* GIVEN PROBLEM 1: In the hydrogen diffusion text below, according to the text, why does API-X70 steel fail faster under fatigue in hydrogen than in air? Answer in one to three sentences.

* QUOTED TEXT:
════

Studies of the effect of various defects on hydrogen diffusion in steels have found wide application in the world. For example, Rivera et al. [12] in 2012 showed the dependence of hydrogen diffusion coefficient on the degree of cold rolling in pipe steel API 5L X60. It was shown that weak (reversible) hydrogen traps predominate in the steels. Hack et al. [13] in their study of the effect of the microstructure and composition of X70 steel on hydrogen permeability by the hydrogen electrochemical permeability method showed that the change in the number of alloying elements directly affects the diffusion of hydrogen. The authors suggest that the difference in diffusion coefficients is related to the difference in microstructure from the surface to the volume, as well as to the different number of dislocations. Drexler et al. [14], studying the fatigue failure of steels in air and in hydrogen environment, showed that API-X70 steel fails faster in hydrogen than in air. The authors attribute this to the penetration of hydrogen deep into the sample and subsequent accumulation in defects. Hydrogen accumulation in defects leads to an increase in interfacial microstresses and the appearance of microcracks. Olden et al. [15] investigated API-X70 pipeline steel for hydrogen diffusion and mechanical properties. The initial material, weld and heat-affected zone were investigated. The authors noted that the concentration of hydrogen in the studied samples did not exceed 1 ppm, which indicates a small accumulation of hydrogen in the steels. The fact that the weld has the lowest diffusion coefficient indicates that the martensitic structure is a delay factor. Hung M. Ha, Jia-He Ai and John R. Scully [16] in a study of the effect of cold work on diffusion and hydrogen trapping in API-X70 steel by electrochemical permeation determined that during deformation, mainly two types of hydrogen traps with activation energies of 8.9 and 14.9 kJ/mol are formed in the material. Traps with lower energies are reversible and correspond to dislocation lines or vacancies. Traps with higher activation energies can be dislocation piles, vacancies or a network of sessile dislocations, which are considered irreversible at room temperature.

════

* INPUT FOR THIS TASK:
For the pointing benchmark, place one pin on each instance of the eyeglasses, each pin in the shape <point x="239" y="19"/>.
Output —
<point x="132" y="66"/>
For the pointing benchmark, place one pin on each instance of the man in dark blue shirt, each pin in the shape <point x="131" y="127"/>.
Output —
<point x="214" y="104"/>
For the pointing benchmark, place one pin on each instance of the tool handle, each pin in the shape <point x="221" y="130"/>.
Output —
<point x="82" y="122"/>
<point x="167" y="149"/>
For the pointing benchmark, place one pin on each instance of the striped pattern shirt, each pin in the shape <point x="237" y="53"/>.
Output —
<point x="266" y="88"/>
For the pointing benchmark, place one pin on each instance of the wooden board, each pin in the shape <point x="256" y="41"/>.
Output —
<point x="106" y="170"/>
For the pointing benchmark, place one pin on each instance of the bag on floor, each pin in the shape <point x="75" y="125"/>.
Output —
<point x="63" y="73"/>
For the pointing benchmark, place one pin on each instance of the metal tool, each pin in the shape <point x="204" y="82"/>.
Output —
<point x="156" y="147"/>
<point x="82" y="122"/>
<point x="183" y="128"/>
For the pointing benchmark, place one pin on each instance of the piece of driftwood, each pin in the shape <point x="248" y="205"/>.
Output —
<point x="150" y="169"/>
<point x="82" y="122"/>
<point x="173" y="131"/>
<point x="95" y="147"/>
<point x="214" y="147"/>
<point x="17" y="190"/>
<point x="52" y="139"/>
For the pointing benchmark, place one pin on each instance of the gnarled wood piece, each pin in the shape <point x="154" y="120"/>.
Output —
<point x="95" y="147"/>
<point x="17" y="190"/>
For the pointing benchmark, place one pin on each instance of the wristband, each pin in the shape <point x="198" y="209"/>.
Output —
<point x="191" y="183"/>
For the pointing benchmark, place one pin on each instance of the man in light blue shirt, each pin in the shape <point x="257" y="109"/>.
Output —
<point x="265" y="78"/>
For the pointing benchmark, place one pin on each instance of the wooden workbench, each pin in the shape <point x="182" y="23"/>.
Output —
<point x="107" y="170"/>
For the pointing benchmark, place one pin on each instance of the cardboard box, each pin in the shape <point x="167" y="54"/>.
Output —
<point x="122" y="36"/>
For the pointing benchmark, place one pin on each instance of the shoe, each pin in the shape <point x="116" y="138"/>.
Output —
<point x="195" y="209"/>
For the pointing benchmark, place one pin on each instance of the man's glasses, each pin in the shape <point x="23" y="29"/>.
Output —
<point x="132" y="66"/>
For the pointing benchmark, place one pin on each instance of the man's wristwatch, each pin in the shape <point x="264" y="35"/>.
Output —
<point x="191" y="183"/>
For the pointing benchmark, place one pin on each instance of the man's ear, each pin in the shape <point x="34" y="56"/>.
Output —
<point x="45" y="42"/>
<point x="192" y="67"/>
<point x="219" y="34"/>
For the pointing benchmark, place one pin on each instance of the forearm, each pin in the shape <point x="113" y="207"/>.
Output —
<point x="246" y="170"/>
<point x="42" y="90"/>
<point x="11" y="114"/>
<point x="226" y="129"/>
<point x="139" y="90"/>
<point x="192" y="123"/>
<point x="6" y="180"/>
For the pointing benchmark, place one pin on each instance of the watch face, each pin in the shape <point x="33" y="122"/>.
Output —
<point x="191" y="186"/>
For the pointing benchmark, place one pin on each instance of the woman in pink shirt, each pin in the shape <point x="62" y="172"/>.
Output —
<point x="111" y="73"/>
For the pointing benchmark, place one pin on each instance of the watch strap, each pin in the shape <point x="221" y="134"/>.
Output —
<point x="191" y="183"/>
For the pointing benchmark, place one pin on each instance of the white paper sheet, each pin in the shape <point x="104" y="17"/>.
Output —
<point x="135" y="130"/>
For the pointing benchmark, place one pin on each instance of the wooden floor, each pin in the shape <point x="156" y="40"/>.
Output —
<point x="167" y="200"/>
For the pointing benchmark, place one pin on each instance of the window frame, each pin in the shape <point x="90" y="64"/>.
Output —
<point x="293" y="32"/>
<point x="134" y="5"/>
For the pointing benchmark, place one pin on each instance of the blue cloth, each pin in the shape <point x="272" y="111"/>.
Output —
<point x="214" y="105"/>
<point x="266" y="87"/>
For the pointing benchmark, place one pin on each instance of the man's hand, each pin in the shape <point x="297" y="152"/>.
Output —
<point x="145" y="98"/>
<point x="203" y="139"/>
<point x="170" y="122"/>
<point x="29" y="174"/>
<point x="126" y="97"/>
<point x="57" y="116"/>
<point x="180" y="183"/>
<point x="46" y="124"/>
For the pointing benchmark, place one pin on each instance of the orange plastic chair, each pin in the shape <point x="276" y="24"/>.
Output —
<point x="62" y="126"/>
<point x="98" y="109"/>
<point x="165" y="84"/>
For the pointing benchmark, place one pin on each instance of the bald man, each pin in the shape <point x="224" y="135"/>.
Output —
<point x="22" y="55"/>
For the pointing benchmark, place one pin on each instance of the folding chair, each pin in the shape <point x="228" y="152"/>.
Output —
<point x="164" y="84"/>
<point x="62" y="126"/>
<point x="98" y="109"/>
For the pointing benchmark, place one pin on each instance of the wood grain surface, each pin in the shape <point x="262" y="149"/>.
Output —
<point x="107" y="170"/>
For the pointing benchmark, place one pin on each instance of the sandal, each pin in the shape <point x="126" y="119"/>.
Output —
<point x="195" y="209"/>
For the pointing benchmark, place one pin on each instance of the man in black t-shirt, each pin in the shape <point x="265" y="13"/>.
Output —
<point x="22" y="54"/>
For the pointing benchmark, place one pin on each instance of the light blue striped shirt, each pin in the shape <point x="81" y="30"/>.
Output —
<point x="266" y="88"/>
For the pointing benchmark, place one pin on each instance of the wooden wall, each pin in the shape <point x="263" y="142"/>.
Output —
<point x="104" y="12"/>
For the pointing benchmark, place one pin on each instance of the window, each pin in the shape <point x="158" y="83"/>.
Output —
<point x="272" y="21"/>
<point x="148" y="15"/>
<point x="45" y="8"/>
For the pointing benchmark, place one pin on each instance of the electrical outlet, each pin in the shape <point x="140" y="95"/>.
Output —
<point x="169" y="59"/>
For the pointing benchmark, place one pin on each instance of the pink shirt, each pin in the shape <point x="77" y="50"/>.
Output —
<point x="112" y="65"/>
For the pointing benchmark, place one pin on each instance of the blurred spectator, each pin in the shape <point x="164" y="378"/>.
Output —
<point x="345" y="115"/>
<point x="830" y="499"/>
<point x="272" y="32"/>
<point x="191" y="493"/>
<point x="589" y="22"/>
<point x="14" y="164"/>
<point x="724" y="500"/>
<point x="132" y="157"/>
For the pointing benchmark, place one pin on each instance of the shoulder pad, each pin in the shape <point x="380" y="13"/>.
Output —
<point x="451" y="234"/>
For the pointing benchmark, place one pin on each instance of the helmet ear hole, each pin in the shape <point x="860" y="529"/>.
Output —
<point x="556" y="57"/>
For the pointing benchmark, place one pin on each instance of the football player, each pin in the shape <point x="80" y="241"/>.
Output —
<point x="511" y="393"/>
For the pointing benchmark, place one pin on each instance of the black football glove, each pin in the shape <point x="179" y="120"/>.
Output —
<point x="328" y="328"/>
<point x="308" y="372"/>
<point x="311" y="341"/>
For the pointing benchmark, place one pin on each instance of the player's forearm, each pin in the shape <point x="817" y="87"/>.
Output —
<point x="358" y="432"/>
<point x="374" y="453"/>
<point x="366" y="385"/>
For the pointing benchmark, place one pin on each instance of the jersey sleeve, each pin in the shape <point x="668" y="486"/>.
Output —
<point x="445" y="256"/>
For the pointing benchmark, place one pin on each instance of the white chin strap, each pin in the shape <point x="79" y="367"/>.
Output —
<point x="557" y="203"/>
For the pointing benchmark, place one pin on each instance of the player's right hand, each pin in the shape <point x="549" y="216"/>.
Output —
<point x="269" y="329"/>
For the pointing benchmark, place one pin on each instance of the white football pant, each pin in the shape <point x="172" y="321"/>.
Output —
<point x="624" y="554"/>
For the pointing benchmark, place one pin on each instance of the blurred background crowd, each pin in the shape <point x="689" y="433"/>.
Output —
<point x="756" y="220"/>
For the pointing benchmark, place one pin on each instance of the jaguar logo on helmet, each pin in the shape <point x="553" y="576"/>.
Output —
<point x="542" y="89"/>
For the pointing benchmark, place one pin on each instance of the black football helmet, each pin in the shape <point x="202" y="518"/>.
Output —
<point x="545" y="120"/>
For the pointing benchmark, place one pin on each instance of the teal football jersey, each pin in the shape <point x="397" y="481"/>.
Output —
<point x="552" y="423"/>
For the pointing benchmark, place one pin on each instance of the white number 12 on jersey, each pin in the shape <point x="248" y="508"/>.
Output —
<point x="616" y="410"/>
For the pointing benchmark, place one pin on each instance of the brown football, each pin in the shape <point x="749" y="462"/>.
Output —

════

* GIVEN PROBLEM 2: Put the lines of the records from the one containing "of the brown" through the end of the records, inclusive, into a numbered list, leaving out any blank lines.

* WRITTEN REPLY 1: The authors attribute it to hydrogen penetrating deep into the sample and accumulating in defects. That accumulation raises interfacial microstresses and produces microcracks.

* WRITTEN REPLY 2:
1. For the pointing benchmark, place one pin on each instance of the brown football, each pin in the shape <point x="749" y="462"/>.
2. Output —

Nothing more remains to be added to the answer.